- [ABOUT THIS TASK] The answer must consist of every line below that contains the word "locomotive".

(Collected data)
________________

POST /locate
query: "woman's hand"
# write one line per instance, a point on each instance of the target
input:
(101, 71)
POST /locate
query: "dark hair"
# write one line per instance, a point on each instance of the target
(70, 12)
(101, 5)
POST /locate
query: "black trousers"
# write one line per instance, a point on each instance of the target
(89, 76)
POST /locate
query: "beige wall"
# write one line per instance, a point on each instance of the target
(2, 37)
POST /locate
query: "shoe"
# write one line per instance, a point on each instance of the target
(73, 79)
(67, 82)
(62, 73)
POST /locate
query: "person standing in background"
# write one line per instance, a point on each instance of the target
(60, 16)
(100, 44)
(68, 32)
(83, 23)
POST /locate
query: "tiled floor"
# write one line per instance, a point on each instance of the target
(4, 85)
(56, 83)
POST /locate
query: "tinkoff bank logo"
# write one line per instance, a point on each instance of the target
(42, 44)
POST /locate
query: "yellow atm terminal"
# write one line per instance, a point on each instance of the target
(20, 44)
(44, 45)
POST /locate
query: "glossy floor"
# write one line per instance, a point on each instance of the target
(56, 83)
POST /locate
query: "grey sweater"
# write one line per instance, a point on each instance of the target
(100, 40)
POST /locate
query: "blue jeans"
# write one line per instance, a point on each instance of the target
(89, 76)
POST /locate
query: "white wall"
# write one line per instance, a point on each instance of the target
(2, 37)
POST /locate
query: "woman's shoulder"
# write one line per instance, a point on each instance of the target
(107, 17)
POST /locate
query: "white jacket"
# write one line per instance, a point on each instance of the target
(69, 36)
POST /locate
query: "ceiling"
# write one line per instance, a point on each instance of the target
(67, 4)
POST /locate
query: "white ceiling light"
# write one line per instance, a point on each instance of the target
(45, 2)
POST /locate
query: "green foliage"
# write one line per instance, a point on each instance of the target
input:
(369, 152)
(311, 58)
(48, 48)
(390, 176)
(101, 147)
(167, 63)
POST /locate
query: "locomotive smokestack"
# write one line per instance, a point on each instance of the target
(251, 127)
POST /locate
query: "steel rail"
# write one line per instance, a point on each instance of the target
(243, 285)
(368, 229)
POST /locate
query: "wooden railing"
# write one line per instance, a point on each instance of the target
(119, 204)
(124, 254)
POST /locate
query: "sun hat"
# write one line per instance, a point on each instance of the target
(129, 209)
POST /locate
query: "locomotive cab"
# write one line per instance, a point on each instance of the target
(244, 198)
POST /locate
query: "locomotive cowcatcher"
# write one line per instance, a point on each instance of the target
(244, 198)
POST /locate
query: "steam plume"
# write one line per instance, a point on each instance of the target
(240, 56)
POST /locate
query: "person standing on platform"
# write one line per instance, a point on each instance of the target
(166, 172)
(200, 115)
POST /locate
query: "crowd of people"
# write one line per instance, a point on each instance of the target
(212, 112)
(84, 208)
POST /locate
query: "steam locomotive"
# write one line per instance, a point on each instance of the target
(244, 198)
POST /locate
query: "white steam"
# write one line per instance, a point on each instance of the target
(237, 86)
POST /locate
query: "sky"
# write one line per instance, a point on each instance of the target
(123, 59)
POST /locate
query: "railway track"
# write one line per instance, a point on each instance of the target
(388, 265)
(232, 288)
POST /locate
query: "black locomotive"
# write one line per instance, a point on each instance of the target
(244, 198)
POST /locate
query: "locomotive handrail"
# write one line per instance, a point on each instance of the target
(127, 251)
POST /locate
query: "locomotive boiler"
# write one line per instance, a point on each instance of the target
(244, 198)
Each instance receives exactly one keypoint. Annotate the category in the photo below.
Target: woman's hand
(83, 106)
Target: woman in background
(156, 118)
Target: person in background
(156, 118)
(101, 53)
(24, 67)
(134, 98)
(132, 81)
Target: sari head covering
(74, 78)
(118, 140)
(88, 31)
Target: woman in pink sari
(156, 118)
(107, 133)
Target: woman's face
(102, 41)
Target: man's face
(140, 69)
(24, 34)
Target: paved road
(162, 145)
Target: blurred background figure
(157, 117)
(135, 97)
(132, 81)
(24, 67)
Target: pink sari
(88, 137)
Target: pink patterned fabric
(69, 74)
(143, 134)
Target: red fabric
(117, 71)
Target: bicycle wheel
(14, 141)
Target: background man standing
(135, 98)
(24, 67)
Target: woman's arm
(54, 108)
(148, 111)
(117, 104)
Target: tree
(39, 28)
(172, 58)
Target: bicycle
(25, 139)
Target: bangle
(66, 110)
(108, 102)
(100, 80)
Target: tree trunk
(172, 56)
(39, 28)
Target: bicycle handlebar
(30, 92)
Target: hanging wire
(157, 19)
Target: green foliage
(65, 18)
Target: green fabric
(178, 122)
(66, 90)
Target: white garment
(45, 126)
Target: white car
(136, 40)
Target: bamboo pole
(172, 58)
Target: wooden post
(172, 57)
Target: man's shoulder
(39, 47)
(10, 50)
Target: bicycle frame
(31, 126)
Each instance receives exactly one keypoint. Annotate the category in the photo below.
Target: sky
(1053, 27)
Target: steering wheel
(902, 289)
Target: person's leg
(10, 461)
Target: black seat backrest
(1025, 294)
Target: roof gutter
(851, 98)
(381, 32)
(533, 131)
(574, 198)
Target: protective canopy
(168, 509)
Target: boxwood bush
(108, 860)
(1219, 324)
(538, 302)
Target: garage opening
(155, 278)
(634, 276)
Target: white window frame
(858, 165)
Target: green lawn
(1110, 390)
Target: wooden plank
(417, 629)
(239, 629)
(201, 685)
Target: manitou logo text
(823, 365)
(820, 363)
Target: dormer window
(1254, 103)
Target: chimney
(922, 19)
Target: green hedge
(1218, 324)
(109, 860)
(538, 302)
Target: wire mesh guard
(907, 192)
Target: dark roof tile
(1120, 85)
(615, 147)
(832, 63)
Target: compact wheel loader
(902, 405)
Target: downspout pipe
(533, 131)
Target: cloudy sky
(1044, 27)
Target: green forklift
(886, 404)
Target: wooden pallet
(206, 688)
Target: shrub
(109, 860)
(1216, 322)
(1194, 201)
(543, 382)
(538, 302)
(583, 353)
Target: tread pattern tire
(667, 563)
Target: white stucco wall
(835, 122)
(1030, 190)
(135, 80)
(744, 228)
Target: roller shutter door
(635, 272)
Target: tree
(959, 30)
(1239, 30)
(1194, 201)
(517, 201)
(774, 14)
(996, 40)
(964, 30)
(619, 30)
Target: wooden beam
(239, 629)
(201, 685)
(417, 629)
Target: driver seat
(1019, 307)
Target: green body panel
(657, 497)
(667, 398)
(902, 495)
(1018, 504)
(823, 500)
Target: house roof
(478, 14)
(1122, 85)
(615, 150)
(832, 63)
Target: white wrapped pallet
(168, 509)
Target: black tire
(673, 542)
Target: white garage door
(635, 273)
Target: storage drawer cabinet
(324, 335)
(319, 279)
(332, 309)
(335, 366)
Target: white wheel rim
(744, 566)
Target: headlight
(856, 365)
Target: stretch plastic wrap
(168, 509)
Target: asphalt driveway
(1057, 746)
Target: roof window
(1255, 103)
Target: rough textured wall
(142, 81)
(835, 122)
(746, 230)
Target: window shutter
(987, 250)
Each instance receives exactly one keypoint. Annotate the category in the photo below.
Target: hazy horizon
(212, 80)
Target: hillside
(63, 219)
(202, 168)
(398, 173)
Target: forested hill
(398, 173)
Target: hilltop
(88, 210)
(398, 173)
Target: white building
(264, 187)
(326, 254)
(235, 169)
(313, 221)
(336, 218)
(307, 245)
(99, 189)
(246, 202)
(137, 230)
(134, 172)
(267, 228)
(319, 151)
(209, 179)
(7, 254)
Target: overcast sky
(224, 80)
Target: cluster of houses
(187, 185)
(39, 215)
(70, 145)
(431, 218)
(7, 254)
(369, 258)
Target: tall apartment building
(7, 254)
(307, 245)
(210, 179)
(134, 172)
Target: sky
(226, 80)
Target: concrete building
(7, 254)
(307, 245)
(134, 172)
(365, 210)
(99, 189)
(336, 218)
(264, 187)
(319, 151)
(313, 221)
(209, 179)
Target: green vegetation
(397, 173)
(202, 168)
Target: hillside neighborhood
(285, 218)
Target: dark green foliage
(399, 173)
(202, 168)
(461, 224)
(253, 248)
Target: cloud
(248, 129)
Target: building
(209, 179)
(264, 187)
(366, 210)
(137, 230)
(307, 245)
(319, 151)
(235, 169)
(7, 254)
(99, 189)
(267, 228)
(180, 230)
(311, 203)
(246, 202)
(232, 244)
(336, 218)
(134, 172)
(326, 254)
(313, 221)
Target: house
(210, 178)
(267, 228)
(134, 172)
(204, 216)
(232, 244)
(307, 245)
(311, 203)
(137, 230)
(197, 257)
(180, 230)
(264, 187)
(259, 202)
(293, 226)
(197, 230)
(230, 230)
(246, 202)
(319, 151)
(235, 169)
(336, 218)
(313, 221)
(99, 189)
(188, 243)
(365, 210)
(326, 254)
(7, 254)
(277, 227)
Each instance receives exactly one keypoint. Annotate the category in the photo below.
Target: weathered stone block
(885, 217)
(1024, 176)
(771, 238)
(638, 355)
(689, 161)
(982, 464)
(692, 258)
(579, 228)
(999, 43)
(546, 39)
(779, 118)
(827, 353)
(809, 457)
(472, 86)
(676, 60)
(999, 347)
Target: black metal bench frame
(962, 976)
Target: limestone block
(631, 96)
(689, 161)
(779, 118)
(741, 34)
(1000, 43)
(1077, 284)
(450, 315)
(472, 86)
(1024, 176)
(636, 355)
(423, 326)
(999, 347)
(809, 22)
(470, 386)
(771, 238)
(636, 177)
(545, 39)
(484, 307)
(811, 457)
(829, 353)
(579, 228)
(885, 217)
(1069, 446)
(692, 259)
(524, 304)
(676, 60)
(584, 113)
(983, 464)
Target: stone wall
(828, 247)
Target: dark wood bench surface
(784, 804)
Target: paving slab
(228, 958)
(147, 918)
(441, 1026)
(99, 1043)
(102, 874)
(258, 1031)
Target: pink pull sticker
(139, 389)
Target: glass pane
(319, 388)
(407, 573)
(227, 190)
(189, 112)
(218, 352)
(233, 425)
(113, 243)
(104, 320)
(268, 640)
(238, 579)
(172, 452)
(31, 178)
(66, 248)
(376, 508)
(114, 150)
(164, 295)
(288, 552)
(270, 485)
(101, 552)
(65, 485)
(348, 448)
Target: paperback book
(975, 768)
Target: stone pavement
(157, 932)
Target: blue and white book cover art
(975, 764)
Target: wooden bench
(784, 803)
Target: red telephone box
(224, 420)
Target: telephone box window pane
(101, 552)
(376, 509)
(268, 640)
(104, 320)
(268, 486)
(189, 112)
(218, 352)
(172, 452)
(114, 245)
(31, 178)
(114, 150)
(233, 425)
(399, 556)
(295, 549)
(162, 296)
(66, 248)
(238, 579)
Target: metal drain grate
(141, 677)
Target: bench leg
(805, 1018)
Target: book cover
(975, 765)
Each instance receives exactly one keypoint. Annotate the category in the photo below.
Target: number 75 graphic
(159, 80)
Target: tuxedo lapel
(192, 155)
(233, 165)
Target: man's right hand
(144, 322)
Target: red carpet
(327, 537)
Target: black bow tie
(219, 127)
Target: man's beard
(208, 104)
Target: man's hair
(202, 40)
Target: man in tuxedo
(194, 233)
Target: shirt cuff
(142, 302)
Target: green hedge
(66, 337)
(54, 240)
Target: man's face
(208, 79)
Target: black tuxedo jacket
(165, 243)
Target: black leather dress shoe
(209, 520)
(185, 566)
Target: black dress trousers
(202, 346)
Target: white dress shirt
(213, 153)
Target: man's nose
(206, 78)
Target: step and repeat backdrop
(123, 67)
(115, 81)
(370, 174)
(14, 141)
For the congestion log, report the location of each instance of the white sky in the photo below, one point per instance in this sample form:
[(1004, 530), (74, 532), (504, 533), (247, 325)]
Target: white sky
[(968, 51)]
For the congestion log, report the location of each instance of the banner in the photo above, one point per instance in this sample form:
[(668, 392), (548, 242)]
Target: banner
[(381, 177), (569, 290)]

________________

- [TASK SOLUTION]
query: "locomotive smokestack"
query: "locomotive cab"
query: "locomotive cowcatcher"
query: "steam locomotive"
query: "black locomotive"
query: "locomotive handrail"
query: "locomotive boiler"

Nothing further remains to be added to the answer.